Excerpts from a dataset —
═══
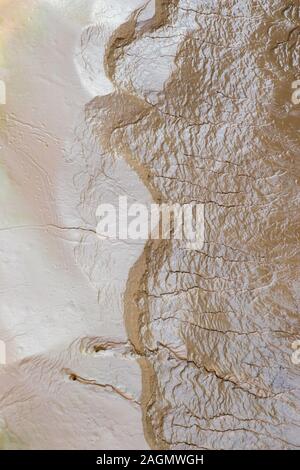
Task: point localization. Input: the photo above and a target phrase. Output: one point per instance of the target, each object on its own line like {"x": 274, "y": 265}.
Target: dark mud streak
{"x": 248, "y": 380}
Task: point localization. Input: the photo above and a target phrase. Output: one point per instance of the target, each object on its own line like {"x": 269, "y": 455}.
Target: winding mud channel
{"x": 129, "y": 344}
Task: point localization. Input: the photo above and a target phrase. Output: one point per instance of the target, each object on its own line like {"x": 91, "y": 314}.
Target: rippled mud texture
{"x": 203, "y": 113}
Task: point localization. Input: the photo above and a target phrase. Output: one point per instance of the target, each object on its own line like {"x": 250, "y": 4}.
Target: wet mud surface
{"x": 185, "y": 101}
{"x": 215, "y": 327}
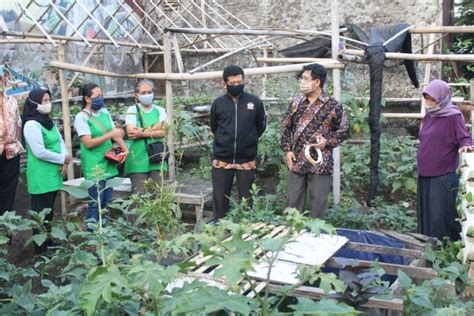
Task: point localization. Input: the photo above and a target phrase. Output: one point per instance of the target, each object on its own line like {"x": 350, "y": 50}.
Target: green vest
{"x": 95, "y": 157}
{"x": 44, "y": 176}
{"x": 137, "y": 161}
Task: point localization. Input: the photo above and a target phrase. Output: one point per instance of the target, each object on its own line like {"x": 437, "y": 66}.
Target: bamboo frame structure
{"x": 212, "y": 15}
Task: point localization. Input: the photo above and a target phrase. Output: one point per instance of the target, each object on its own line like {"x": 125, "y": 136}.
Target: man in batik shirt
{"x": 313, "y": 118}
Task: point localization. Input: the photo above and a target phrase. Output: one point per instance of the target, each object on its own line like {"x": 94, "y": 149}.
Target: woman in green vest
{"x": 47, "y": 158}
{"x": 144, "y": 122}
{"x": 96, "y": 130}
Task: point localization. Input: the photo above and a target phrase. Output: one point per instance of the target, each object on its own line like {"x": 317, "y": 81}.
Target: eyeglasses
{"x": 235, "y": 83}
{"x": 306, "y": 79}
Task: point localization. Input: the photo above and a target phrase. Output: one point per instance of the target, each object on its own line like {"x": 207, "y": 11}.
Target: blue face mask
{"x": 146, "y": 99}
{"x": 97, "y": 103}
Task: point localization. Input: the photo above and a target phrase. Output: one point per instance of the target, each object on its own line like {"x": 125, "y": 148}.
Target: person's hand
{"x": 124, "y": 156}
{"x": 64, "y": 169}
{"x": 290, "y": 158}
{"x": 321, "y": 144}
{"x": 465, "y": 149}
{"x": 133, "y": 132}
{"x": 117, "y": 133}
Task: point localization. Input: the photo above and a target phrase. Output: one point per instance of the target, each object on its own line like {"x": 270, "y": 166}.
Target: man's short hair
{"x": 232, "y": 70}
{"x": 317, "y": 72}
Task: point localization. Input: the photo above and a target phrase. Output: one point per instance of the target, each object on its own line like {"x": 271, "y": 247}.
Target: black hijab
{"x": 31, "y": 104}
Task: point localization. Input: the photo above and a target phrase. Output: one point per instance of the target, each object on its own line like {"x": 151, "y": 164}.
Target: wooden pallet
{"x": 415, "y": 269}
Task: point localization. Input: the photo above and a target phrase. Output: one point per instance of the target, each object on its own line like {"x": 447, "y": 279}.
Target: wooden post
{"x": 146, "y": 63}
{"x": 65, "y": 108}
{"x": 336, "y": 81}
{"x": 169, "y": 105}
{"x": 427, "y": 73}
{"x": 204, "y": 21}
{"x": 472, "y": 108}
{"x": 265, "y": 77}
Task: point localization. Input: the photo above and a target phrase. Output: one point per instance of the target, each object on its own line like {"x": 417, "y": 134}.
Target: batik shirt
{"x": 302, "y": 124}
{"x": 10, "y": 122}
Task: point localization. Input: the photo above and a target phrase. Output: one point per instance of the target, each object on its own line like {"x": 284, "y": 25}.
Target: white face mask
{"x": 44, "y": 108}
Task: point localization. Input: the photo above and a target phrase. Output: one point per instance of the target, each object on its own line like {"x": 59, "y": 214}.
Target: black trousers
{"x": 436, "y": 206}
{"x": 222, "y": 180}
{"x": 45, "y": 200}
{"x": 38, "y": 203}
{"x": 9, "y": 172}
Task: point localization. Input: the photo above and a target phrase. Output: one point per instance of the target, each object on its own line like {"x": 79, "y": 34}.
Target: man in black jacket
{"x": 237, "y": 121}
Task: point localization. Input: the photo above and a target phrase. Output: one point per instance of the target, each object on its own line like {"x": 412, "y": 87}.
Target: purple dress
{"x": 442, "y": 134}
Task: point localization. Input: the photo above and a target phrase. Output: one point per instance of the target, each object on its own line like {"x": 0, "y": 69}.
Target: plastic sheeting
{"x": 371, "y": 238}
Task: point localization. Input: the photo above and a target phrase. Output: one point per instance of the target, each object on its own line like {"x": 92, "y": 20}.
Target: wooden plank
{"x": 394, "y": 304}
{"x": 273, "y": 233}
{"x": 405, "y": 238}
{"x": 389, "y": 268}
{"x": 305, "y": 249}
{"x": 312, "y": 250}
{"x": 409, "y": 253}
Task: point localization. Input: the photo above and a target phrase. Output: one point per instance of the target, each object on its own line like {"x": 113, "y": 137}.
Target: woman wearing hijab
{"x": 144, "y": 122}
{"x": 47, "y": 158}
{"x": 96, "y": 130}
{"x": 443, "y": 136}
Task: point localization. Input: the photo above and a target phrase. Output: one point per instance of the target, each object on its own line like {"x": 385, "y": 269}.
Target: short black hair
{"x": 232, "y": 70}
{"x": 317, "y": 72}
{"x": 86, "y": 91}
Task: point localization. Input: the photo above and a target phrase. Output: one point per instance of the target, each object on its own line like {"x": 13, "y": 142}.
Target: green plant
{"x": 397, "y": 167}
{"x": 157, "y": 207}
{"x": 433, "y": 297}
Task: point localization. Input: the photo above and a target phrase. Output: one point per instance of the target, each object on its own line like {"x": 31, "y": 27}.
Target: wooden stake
{"x": 169, "y": 105}
{"x": 421, "y": 57}
{"x": 336, "y": 81}
{"x": 86, "y": 60}
{"x": 65, "y": 108}
{"x": 195, "y": 76}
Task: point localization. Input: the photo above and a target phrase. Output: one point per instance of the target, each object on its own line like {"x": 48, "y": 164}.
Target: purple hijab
{"x": 439, "y": 90}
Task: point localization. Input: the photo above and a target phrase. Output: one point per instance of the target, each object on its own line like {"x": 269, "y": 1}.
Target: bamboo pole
{"x": 426, "y": 79}
{"x": 421, "y": 57}
{"x": 201, "y": 50}
{"x": 180, "y": 64}
{"x": 472, "y": 108}
{"x": 442, "y": 29}
{"x": 265, "y": 77}
{"x": 24, "y": 41}
{"x": 86, "y": 60}
{"x": 336, "y": 81}
{"x": 277, "y": 60}
{"x": 169, "y": 106}
{"x": 187, "y": 76}
{"x": 73, "y": 39}
{"x": 403, "y": 115}
{"x": 65, "y": 108}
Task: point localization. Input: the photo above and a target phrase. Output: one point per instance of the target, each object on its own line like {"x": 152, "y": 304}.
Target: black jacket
{"x": 236, "y": 127}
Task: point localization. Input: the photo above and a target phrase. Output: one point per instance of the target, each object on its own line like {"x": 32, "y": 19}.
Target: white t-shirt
{"x": 131, "y": 116}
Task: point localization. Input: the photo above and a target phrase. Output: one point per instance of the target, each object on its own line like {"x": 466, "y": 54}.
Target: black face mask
{"x": 235, "y": 91}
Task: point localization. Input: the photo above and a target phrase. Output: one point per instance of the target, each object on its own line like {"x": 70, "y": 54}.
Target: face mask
{"x": 306, "y": 87}
{"x": 146, "y": 99}
{"x": 44, "y": 108}
{"x": 433, "y": 108}
{"x": 235, "y": 91}
{"x": 97, "y": 103}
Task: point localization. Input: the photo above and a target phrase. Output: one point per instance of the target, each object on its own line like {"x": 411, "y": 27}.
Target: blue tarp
{"x": 371, "y": 238}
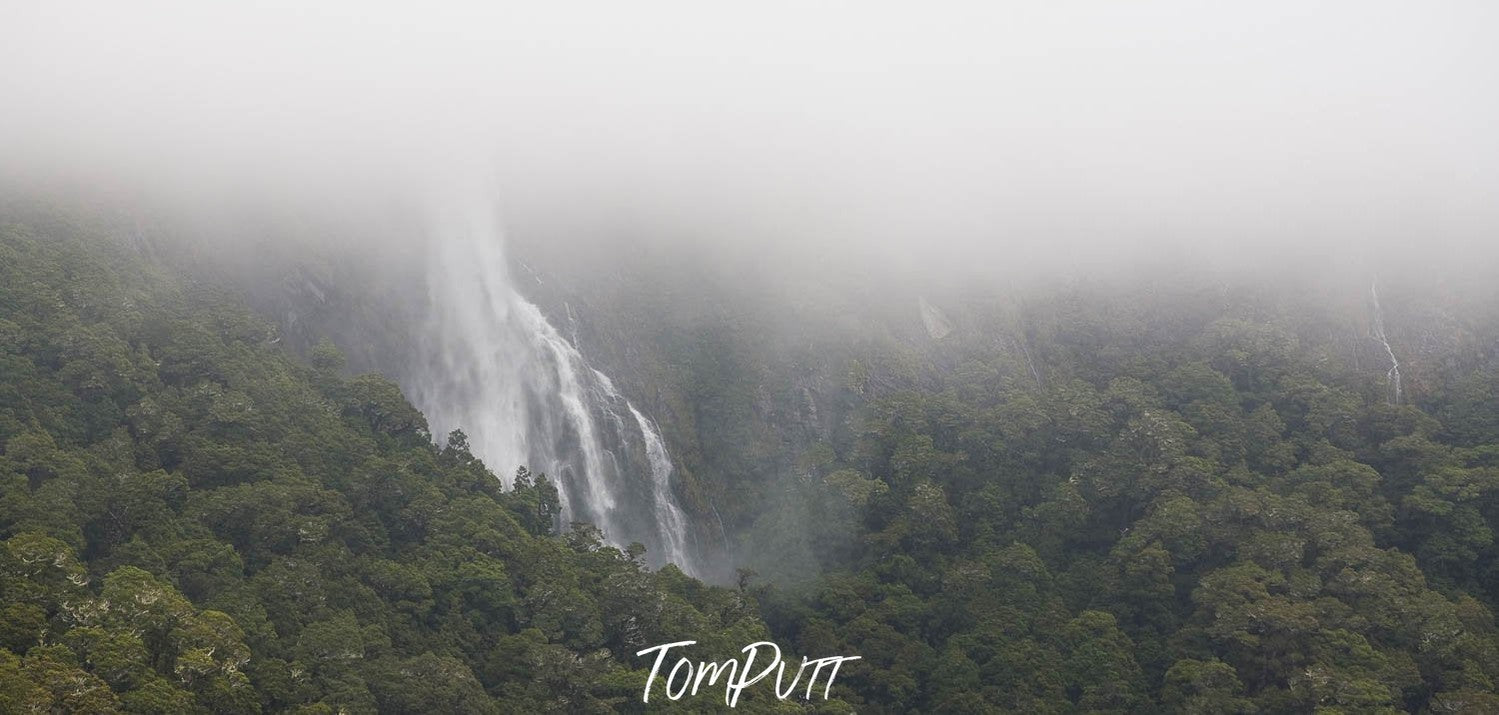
═══
EXERCISE DESCRIPTION — Repeat the lines above precisely and skip every picture.

TASK RESPONSE —
Task: point localization. Input: the photo above and a target phrase. Output: one point per instance of the target, each object on its own line like {"x": 274, "y": 265}.
Target: dark mud streak
{"x": 248, "y": 380}
Task: point localization. Input: the photo above and a target phrase. Output: one point per instance of the target, each object on its own line like {"x": 269, "y": 455}.
Target: winding mud channel
{"x": 129, "y": 344}
Task: point localization. Input: the photo above and a target phrase. Output: one point per instance of the target, each object on its own line like {"x": 91, "y": 314}.
Target: rippled mud texture
{"x": 203, "y": 113}
Task: point localization. Input: the photo above and a target phrase. Output: one point per instance of the target, each object on its own line like {"x": 250, "y": 4}.
Target: wet mud surface
{"x": 185, "y": 101}
{"x": 215, "y": 327}
Task: point localization. Input: the photo above and a target phrase. Output: one point per instance of the target, each object on its own line like {"x": 350, "y": 50}.
Target: green vest
{"x": 95, "y": 157}
{"x": 44, "y": 176}
{"x": 137, "y": 161}
Task: point localization. Input: the photo above and a target phrase. Output: one point per instance of the target, each object on its own line like {"x": 437, "y": 66}.
Target: bamboo frame structure
{"x": 212, "y": 15}
Task: point localization. Input: the photo above and a target phrase. Output: one point per instance of the target, each object on its own line like {"x": 125, "y": 136}.
Target: man in batik shirt
{"x": 313, "y": 118}
Task: point localization. Input: the photo above and a target phrase. Output: one point per instance of the target, each object on its own line like {"x": 94, "y": 149}.
Target: woman in green vest
{"x": 47, "y": 158}
{"x": 144, "y": 122}
{"x": 96, "y": 130}
Task: point localization. Input: the photo above and a target phrase. Output: one point per instance of the target, each object on its own line like {"x": 317, "y": 81}.
Target: eyeglasses
{"x": 235, "y": 83}
{"x": 306, "y": 79}
Task: point localization. Input: the photo above and a target phrase. Output: one point per instance of the target, each object on its own line like {"x": 207, "y": 11}.
Target: blue face mask
{"x": 146, "y": 99}
{"x": 97, "y": 103}
Task: point localization. Input: the photo above and a target phrase. Output: one point per instance of the target, each object on its own line like {"x": 125, "y": 148}.
Target: person's hand
{"x": 124, "y": 156}
{"x": 64, "y": 169}
{"x": 290, "y": 158}
{"x": 321, "y": 144}
{"x": 465, "y": 149}
{"x": 133, "y": 132}
{"x": 117, "y": 133}
Task: point localization. Input: the photo above and a target phrase. Output: one point per instance of the target, each object on its own line like {"x": 270, "y": 166}.
Target: man's short hair
{"x": 232, "y": 70}
{"x": 317, "y": 72}
Task: point localization. Input: the photo above and a target phrase. Output: one point per instance of the target, each object on its own line like {"x": 271, "y": 247}.
Target: black hijab
{"x": 31, "y": 104}
Task: point localization. Input: the photo above and a target phrase. Output: one point per instance of the target, each object on its own line like {"x": 151, "y": 164}.
Target: wooden pallet
{"x": 415, "y": 269}
Task: point localization. Input: the photo above and a target phrase. Output: one point per instance of the target, each object on its own line like {"x": 447, "y": 279}.
Target: wooden post
{"x": 146, "y": 63}
{"x": 65, "y": 108}
{"x": 336, "y": 81}
{"x": 169, "y": 105}
{"x": 427, "y": 73}
{"x": 204, "y": 21}
{"x": 472, "y": 108}
{"x": 265, "y": 77}
Task: point localization. Input: the photo above and a target phrase. Output: one point per instance of the target, each object on its own line like {"x": 417, "y": 134}.
Target: batik shirt
{"x": 302, "y": 124}
{"x": 10, "y": 122}
Task: point localization. Input: the photo above and a target phrase. Output: one point per instance of the target, each object on its own line like {"x": 284, "y": 25}.
Target: white face mask
{"x": 44, "y": 108}
Task: point localization. Input: the photo above and a target phrase. Output: one point per instance of the target, each object on its own line like {"x": 59, "y": 214}.
Target: black trousers
{"x": 436, "y": 206}
{"x": 222, "y": 180}
{"x": 45, "y": 200}
{"x": 38, "y": 203}
{"x": 9, "y": 172}
Task: point localization. Input: the photo above and a target phrase. Output: one point per instance of the target, each object on its own line like {"x": 79, "y": 34}.
Target: man in black jacket
{"x": 237, "y": 121}
Task: point localization. Input: the photo above and a target phrase. Output: one point per instance of the target, each object on its own line like {"x": 412, "y": 87}.
Target: purple dress
{"x": 442, "y": 134}
Task: point localization. Input: the photo above and a target phrase. Output: one point per instance of the target, each object on its own line like {"x": 0, "y": 69}.
Target: plastic sheeting
{"x": 371, "y": 238}
Task: point localization. Input: the photo above and a target phrase. Output: one point per instance of the target, each object on its own line like {"x": 92, "y": 20}.
Target: wooden plank
{"x": 394, "y": 304}
{"x": 273, "y": 233}
{"x": 405, "y": 238}
{"x": 389, "y": 268}
{"x": 305, "y": 249}
{"x": 312, "y": 250}
{"x": 409, "y": 253}
Task: point localization. Input: the photo above and a target phrase. Output: one point per instance of the target, each object on its own line like {"x": 113, "y": 137}.
Target: woman wearing hijab
{"x": 144, "y": 122}
{"x": 47, "y": 158}
{"x": 96, "y": 130}
{"x": 443, "y": 136}
Task: point localization. Input: the photo above and a target phrase. Output: one point per instance of the target, each object on its own line like {"x": 385, "y": 269}.
Target: short black hair
{"x": 232, "y": 70}
{"x": 317, "y": 72}
{"x": 86, "y": 91}
Task: point localization. Input: the photo above and a target phrase. Output: one point per instance of the target, each object on its own line like {"x": 13, "y": 142}.
Target: green plant
{"x": 397, "y": 167}
{"x": 157, "y": 207}
{"x": 433, "y": 297}
Task: point localization. Input: the photo above and a target phrase. Output: one point per instance of the target, each object on its own line like {"x": 31, "y": 27}.
Target: wooden stake
{"x": 169, "y": 105}
{"x": 421, "y": 57}
{"x": 336, "y": 81}
{"x": 86, "y": 60}
{"x": 65, "y": 108}
{"x": 195, "y": 76}
Task: point localization. Input: the photo above and a target phrase. Output: one point per instance of the target, each object on its own line like {"x": 48, "y": 164}.
Target: purple hijab
{"x": 439, "y": 90}
Task: point localization. Input: the photo above and a target phrase. Output: one point per instance of the target, each object on its own line like {"x": 269, "y": 1}.
Target: bamboo pole
{"x": 426, "y": 79}
{"x": 421, "y": 57}
{"x": 201, "y": 50}
{"x": 180, "y": 64}
{"x": 472, "y": 108}
{"x": 442, "y": 29}
{"x": 265, "y": 77}
{"x": 24, "y": 41}
{"x": 86, "y": 60}
{"x": 336, "y": 81}
{"x": 277, "y": 60}
{"x": 169, "y": 106}
{"x": 187, "y": 76}
{"x": 73, "y": 39}
{"x": 403, "y": 115}
{"x": 65, "y": 108}
Task: point localization. Input: the photo above and a target phrase. Output: one point per instance of the target, each object on its own line like {"x": 152, "y": 304}.
Target: black jacket
{"x": 236, "y": 127}
Task: point localization. Input: the photo above and a target phrase. Output: one point per instance of the target, each object on its own line like {"x": 32, "y": 19}.
Target: white t-shirt
{"x": 131, "y": 116}
Task: point localization. Input: the photo above and a target phrase. Output: one point per instance of the target, each object on its own line like {"x": 466, "y": 54}.
Target: black face mask
{"x": 235, "y": 91}
Task: point localization. Input: the photo above and a target phrase. Output: one point per instance of the target, each object on its own line like {"x": 70, "y": 54}.
Target: face mask
{"x": 306, "y": 87}
{"x": 146, "y": 99}
{"x": 44, "y": 108}
{"x": 433, "y": 108}
{"x": 235, "y": 91}
{"x": 97, "y": 103}
Task: point localization. Input: the photo above and a target phrase. Output: one point per instance of the target, each object on its own line like {"x": 411, "y": 27}.
Target: blue tarp
{"x": 371, "y": 238}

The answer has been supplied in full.